#### [ABOUT THIS EXERCISE]
Copy all lines containing the string "face" from the records below.

#### [SUPPLIED DATA]
____________

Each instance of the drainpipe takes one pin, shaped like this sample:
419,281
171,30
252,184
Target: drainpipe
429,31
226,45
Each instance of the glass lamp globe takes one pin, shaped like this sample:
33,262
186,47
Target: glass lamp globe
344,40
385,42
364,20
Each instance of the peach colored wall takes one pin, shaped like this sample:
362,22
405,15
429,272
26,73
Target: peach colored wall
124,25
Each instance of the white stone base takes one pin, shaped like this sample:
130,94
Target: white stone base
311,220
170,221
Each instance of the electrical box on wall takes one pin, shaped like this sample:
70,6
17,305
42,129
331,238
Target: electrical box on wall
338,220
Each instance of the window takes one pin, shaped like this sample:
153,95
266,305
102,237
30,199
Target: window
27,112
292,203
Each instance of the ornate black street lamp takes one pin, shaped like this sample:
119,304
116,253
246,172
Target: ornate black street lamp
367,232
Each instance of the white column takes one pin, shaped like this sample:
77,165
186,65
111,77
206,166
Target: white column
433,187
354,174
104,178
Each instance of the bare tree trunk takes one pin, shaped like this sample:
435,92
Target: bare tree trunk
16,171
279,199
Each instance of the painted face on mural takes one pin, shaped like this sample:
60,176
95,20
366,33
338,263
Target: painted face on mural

____________

#### [REPLY TO THE TASK]
Each instance of the painted face on mural takes one pin, shaped like this sample:
Target: painted face on mural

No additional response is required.